> WORK INSTRUCTION:
Look through the listing below for the string "cabinet". Show each line where it occurs.

> GIVEN DATA:
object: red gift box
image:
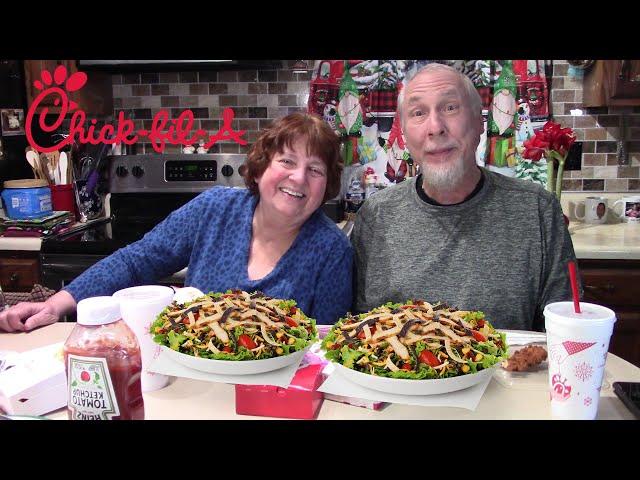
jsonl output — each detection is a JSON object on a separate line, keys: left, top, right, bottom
{"left": 235, "top": 360, "right": 326, "bottom": 420}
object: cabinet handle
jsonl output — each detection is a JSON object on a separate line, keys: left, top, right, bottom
{"left": 584, "top": 284, "right": 615, "bottom": 293}
{"left": 9, "top": 273, "right": 19, "bottom": 283}
{"left": 618, "top": 60, "right": 630, "bottom": 81}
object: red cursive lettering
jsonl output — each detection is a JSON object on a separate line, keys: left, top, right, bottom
{"left": 26, "top": 68, "right": 248, "bottom": 154}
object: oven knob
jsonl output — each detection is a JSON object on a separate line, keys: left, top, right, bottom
{"left": 115, "top": 165, "right": 128, "bottom": 177}
{"left": 132, "top": 166, "right": 144, "bottom": 178}
{"left": 238, "top": 164, "right": 247, "bottom": 177}
{"left": 221, "top": 165, "right": 234, "bottom": 177}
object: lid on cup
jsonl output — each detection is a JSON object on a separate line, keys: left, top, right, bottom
{"left": 544, "top": 301, "right": 616, "bottom": 323}
{"left": 112, "top": 285, "right": 175, "bottom": 303}
{"left": 77, "top": 296, "right": 122, "bottom": 326}
{"left": 4, "top": 179, "right": 49, "bottom": 188}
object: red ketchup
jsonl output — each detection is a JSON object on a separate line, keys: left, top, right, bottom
{"left": 63, "top": 296, "right": 145, "bottom": 420}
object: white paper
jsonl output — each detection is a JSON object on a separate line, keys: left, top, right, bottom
{"left": 501, "top": 330, "right": 547, "bottom": 346}
{"left": 317, "top": 371, "right": 492, "bottom": 411}
{"left": 147, "top": 348, "right": 301, "bottom": 387}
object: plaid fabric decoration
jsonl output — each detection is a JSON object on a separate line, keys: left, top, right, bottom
{"left": 368, "top": 89, "right": 398, "bottom": 113}
{"left": 308, "top": 84, "right": 340, "bottom": 116}
{"left": 3, "top": 284, "right": 56, "bottom": 307}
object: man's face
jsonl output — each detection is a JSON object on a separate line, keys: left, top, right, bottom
{"left": 401, "top": 70, "right": 483, "bottom": 190}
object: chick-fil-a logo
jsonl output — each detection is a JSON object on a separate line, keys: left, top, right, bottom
{"left": 26, "top": 65, "right": 247, "bottom": 154}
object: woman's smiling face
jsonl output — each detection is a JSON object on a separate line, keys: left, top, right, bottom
{"left": 256, "top": 137, "right": 328, "bottom": 224}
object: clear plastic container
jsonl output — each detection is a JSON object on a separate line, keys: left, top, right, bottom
{"left": 63, "top": 296, "right": 145, "bottom": 420}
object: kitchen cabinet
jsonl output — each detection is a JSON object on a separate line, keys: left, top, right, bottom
{"left": 24, "top": 60, "right": 113, "bottom": 116}
{"left": 0, "top": 251, "right": 40, "bottom": 293}
{"left": 578, "top": 259, "right": 640, "bottom": 367}
{"left": 582, "top": 60, "right": 640, "bottom": 107}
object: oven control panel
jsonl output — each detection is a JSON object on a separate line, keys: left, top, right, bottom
{"left": 165, "top": 160, "right": 217, "bottom": 181}
{"left": 108, "top": 154, "right": 246, "bottom": 193}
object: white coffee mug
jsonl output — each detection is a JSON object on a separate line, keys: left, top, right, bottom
{"left": 573, "top": 197, "right": 608, "bottom": 224}
{"left": 612, "top": 195, "right": 640, "bottom": 223}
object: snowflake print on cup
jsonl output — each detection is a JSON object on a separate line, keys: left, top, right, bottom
{"left": 574, "top": 362, "right": 594, "bottom": 382}
{"left": 584, "top": 396, "right": 592, "bottom": 407}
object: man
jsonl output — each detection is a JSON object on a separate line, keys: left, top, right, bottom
{"left": 352, "top": 63, "right": 577, "bottom": 331}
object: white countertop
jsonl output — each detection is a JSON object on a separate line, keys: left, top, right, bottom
{"left": 0, "top": 217, "right": 110, "bottom": 252}
{"left": 1, "top": 323, "right": 639, "bottom": 420}
{"left": 569, "top": 221, "right": 640, "bottom": 260}
{"left": 0, "top": 236, "right": 42, "bottom": 251}
{"left": 2, "top": 216, "right": 638, "bottom": 262}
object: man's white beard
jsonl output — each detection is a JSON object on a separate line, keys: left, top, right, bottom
{"left": 421, "top": 154, "right": 467, "bottom": 192}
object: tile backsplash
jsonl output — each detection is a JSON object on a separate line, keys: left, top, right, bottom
{"left": 111, "top": 60, "right": 310, "bottom": 155}
{"left": 111, "top": 60, "right": 639, "bottom": 192}
{"left": 551, "top": 60, "right": 639, "bottom": 192}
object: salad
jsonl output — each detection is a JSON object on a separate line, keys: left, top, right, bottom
{"left": 151, "top": 290, "right": 317, "bottom": 361}
{"left": 321, "top": 299, "right": 508, "bottom": 379}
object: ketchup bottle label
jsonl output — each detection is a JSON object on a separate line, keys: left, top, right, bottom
{"left": 67, "top": 355, "right": 121, "bottom": 420}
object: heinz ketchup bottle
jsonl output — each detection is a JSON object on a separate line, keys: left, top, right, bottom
{"left": 63, "top": 296, "right": 145, "bottom": 420}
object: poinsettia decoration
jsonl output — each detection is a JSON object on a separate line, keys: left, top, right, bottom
{"left": 522, "top": 120, "right": 576, "bottom": 201}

> FINISHED TASK:
object: cabinet handle
object: kitchen cabinet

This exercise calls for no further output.